[START]
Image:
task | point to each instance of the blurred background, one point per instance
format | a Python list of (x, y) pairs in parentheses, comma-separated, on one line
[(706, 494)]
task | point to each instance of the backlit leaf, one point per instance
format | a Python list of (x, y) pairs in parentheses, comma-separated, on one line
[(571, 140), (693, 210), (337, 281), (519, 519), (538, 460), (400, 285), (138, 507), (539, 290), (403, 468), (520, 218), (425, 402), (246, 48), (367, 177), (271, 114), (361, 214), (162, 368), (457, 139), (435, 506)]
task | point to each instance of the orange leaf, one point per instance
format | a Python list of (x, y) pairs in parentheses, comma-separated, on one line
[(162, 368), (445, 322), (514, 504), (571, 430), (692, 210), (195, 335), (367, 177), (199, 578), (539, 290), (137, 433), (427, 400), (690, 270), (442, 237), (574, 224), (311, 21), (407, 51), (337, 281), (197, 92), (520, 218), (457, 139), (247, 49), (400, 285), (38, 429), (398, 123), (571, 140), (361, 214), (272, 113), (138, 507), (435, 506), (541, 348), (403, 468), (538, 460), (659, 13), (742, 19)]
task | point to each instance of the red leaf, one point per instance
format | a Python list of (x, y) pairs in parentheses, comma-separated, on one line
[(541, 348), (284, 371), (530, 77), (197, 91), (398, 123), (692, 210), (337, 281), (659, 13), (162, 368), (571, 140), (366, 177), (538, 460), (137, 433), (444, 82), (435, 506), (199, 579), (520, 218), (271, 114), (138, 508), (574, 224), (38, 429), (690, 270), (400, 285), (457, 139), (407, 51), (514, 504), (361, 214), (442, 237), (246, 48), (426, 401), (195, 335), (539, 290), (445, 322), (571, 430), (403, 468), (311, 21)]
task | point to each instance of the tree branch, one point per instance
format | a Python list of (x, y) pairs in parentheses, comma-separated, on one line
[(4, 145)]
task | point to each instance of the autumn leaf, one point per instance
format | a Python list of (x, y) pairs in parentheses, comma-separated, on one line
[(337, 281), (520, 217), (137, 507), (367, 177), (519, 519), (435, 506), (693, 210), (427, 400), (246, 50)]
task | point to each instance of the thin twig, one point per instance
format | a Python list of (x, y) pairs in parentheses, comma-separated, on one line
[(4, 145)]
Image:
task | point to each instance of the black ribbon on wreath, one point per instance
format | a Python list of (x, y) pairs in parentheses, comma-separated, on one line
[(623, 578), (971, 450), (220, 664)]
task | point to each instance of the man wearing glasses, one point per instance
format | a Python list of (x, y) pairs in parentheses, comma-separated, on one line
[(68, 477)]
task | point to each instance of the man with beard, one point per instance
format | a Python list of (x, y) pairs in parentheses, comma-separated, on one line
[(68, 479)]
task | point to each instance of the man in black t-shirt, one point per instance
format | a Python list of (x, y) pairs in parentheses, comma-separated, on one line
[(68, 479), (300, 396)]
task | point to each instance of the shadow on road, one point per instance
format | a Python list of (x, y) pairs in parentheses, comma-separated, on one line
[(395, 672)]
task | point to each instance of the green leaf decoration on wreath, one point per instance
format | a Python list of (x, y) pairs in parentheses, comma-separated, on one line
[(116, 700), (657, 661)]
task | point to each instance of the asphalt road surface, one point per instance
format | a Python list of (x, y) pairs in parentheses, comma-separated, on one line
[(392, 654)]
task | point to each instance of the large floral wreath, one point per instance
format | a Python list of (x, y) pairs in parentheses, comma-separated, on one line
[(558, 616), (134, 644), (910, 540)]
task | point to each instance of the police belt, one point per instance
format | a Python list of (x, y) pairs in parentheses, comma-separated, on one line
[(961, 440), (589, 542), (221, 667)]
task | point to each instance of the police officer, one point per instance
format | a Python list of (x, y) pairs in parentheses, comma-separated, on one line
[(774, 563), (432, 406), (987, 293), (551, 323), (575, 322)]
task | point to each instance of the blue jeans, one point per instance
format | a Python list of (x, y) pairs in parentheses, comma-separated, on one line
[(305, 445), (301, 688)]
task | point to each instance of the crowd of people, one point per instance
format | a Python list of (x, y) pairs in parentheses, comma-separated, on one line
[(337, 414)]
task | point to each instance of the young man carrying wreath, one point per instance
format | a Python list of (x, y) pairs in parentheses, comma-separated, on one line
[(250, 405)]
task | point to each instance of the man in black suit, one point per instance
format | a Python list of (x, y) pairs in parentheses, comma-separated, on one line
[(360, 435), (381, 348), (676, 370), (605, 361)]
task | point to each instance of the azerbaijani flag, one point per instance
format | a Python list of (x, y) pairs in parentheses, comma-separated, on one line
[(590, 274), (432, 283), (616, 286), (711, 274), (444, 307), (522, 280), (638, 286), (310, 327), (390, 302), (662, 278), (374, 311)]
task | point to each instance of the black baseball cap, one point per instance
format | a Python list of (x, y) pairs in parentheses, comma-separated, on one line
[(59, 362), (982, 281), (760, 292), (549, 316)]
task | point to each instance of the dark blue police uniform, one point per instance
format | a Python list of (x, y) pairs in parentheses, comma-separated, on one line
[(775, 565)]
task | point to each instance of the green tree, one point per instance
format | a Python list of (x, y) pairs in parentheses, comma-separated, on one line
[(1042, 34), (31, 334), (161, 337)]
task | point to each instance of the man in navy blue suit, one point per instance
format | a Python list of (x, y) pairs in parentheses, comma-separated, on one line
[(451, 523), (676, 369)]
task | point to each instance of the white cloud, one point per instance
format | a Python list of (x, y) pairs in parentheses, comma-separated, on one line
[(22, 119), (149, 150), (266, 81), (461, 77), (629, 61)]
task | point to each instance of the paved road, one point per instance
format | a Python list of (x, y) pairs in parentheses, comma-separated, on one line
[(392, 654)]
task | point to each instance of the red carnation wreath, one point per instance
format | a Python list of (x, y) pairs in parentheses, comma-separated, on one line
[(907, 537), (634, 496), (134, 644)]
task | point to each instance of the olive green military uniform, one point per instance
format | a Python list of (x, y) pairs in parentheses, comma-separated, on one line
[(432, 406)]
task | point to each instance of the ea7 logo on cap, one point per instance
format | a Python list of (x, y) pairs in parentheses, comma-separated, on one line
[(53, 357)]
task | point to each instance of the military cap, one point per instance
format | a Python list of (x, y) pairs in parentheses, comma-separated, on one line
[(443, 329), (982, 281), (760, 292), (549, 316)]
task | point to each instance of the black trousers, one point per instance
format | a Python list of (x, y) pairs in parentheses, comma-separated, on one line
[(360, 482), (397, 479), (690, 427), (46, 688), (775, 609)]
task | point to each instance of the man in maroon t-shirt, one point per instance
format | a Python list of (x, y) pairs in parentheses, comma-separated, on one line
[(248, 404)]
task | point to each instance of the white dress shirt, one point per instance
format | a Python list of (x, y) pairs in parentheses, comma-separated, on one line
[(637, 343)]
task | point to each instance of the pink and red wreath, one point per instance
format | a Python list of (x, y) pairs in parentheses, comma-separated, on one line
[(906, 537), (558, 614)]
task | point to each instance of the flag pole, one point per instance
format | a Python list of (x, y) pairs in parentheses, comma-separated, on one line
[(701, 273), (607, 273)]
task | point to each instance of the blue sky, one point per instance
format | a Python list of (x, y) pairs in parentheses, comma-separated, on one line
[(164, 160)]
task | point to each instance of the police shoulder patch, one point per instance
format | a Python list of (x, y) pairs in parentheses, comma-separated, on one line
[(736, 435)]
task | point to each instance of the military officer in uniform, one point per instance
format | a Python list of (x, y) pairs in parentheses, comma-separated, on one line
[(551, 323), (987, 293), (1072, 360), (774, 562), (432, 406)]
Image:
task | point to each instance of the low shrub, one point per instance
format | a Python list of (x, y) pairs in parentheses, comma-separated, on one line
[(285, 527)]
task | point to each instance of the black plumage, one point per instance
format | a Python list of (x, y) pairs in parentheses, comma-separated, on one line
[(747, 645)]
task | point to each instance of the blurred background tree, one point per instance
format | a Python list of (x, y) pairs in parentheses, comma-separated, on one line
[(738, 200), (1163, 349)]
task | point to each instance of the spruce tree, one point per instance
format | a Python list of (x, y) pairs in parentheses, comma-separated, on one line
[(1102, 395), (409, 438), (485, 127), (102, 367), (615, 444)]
[END]
Rewrite the part of the lines that opens with the line containing "task | point to each instance of the crowd" and closes with the line containing "[(360, 435), (381, 348), (676, 370), (605, 361)]", changing "black suit" to "dark suit" and leaving everything else as it is.

Result for this exercise
task | point to each instance of the crowd of people, one point per instance
format | a Python list of (x, y) pairs in parentheses, comma-separated, on one line
[(337, 414)]
task | point to each instance of the young man carrying wreath, one point per instance
format | a Python list of (x, y) pairs in parentheses, comma-separated, on one line
[(250, 405)]
task | point to each instance of the man in dark suit, one point per instance
format | a Python list of (x, y) pairs in parentheses, comma-separated, on one line
[(360, 435), (381, 348), (676, 370), (605, 361)]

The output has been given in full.